GIVEN RECORDS
_____

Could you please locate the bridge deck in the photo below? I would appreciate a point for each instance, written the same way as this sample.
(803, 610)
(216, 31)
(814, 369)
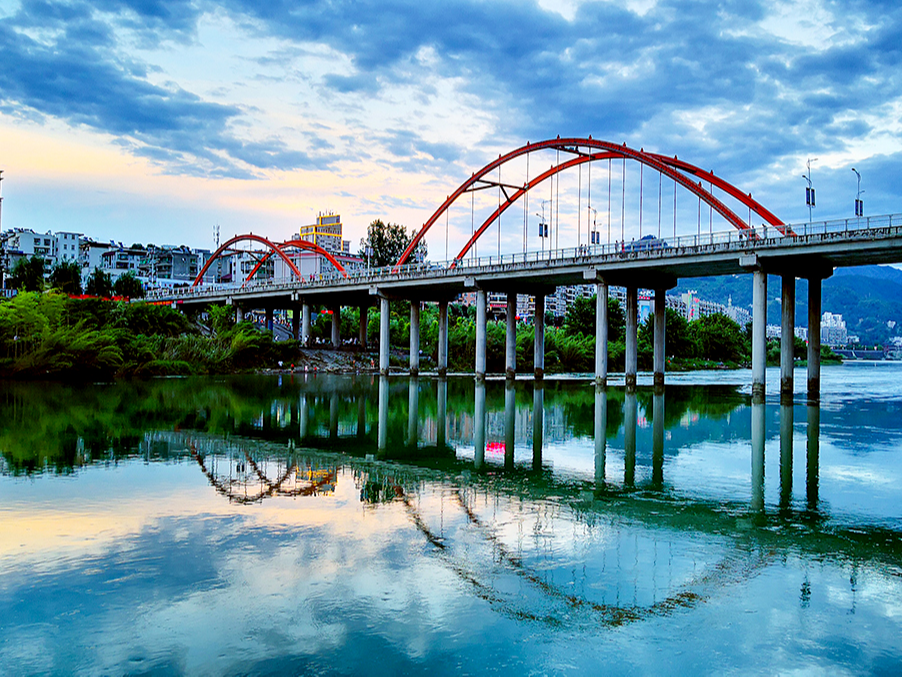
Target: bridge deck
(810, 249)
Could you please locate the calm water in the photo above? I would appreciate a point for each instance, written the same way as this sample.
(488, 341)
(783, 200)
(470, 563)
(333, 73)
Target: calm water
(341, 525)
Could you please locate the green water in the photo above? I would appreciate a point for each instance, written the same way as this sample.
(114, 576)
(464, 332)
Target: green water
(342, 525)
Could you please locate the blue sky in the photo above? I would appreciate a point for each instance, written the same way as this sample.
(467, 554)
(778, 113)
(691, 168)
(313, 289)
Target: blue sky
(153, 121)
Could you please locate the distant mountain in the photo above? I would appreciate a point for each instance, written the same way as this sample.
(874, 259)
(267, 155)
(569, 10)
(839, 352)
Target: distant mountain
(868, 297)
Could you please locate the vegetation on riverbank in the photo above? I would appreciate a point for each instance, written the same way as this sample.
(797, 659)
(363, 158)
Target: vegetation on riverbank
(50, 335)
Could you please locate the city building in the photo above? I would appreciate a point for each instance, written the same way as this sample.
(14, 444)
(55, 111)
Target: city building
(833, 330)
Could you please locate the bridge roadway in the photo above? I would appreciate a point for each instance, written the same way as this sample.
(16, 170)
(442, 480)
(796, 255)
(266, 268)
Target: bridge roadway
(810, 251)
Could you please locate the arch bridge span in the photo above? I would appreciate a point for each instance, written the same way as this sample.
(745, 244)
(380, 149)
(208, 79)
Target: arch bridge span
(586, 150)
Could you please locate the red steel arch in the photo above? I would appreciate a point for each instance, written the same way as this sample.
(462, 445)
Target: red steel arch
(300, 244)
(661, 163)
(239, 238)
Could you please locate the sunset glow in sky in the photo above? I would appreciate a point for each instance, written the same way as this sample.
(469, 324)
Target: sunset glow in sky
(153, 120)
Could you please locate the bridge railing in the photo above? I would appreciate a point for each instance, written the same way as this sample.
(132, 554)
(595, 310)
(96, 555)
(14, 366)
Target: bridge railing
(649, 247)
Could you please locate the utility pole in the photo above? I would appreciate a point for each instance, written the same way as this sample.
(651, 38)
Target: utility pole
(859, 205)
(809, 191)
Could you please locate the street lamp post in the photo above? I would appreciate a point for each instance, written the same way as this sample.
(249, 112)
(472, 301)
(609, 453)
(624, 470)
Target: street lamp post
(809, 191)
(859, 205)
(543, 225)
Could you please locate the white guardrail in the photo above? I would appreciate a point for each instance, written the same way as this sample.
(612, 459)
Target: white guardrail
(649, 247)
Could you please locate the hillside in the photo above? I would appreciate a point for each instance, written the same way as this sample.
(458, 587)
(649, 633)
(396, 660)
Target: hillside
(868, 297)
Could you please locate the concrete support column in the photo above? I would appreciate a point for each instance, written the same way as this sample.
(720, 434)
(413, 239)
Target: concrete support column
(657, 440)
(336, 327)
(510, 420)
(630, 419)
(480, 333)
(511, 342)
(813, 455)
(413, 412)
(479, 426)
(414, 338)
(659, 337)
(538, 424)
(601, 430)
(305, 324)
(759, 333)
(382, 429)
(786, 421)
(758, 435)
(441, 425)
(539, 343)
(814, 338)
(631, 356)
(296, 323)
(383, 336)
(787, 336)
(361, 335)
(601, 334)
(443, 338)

_____

WHAT YOU HAVE TO DO
Repeat the records above verbatim, with no pictures in the result.

FINAL RESULT
Could you please locate the bridge deck in the photo below? I would appreciate a point for each instance, written the same way as this sample.
(803, 610)
(216, 31)
(814, 369)
Target: bridge deck
(810, 249)
Could you please locate the calm water in the photo above? I would appreciate a point for each instance, written the same way as this sample.
(488, 341)
(783, 200)
(470, 563)
(333, 73)
Target: calm water
(341, 525)
Could you please locate the green water in the photo above? I would appreciate a point for each instance, written the same way as this sample.
(114, 576)
(464, 332)
Target: green water
(342, 525)
Could you please locate the blue sky in the photo above? I would appreciate a point for each instance, written the same way as this sample.
(467, 554)
(778, 113)
(691, 168)
(313, 289)
Target: blue sky
(153, 121)
Could you please locate the distant mountain in the photo above? I would appreciate a point for each instance, written the same way as this sample.
(874, 259)
(267, 155)
(569, 10)
(839, 352)
Target: distant mountain
(868, 297)
Could you please locate the vegetation on riverbank in the photo above? I would appreciate a point for each instance, written the same way as this sample.
(797, 659)
(363, 158)
Target: vegetation on riverbank
(50, 335)
Could you please locate the city building in the photo above? I would appreciate a point for each instance, written the same way as this sample.
(14, 444)
(55, 111)
Target: city building
(833, 330)
Could you please locate the bridge roadway in the photo above? I would appreciate a point for each instance, written the same way as this sample.
(16, 170)
(442, 480)
(796, 255)
(266, 268)
Target: bridge roadway
(810, 251)
Could you please locate the arch bridge span in the photo above? I would appreciate a point for each instance, written the same way as this sample.
(745, 244)
(380, 149)
(208, 79)
Target: arch bridge span
(586, 150)
Could you please locate the red steel arch in the photo above? I would appreciate a point for each instance, written the same way as this sample.
(462, 445)
Target: red steel arch
(300, 244)
(661, 163)
(239, 238)
Could you please locate the sunset glow in sky in the photo above? I would appreciate a point for each instance, written the same way as this sample.
(469, 324)
Target: sunset glow in sky
(153, 120)
Could you please locate the bridge railing in the photo above? I would appreciate a point for each instance, written the same way as this sample.
(132, 554)
(595, 310)
(96, 555)
(14, 366)
Target: bridge railing
(649, 247)
Could you please locate the utility pole in the photo above? I would appreciate a point for each instance, written the same way as this sample.
(651, 38)
Target: utility pole
(859, 205)
(809, 191)
Could you please locate the street lamp post in the photo above? I would appreciate a point for each instance, written the same way as this sample.
(249, 112)
(472, 301)
(609, 453)
(624, 470)
Target: street lamp post
(809, 191)
(859, 205)
(543, 225)
Could you please locate the white guardrail in the photo above? I would appreciate a point for each instance, written the same way as this sample.
(612, 459)
Target: white guardrail
(649, 247)
Could you please locate the hillside in the photo above? I would appreciate a point for each instance, written the same way as this sample.
(458, 587)
(649, 633)
(396, 660)
Target: hillside
(868, 297)
Could you please locate the concrete support column in the photo above? I would appreciate a point for each instance, written the same way as this sample.
(720, 434)
(413, 239)
Target: concrete support column
(657, 440)
(336, 327)
(510, 420)
(630, 419)
(480, 333)
(511, 342)
(813, 455)
(413, 412)
(479, 426)
(414, 338)
(659, 337)
(538, 424)
(601, 430)
(305, 324)
(759, 333)
(382, 429)
(786, 421)
(758, 435)
(441, 425)
(539, 343)
(814, 338)
(631, 356)
(296, 323)
(383, 336)
(787, 336)
(361, 335)
(601, 334)
(443, 338)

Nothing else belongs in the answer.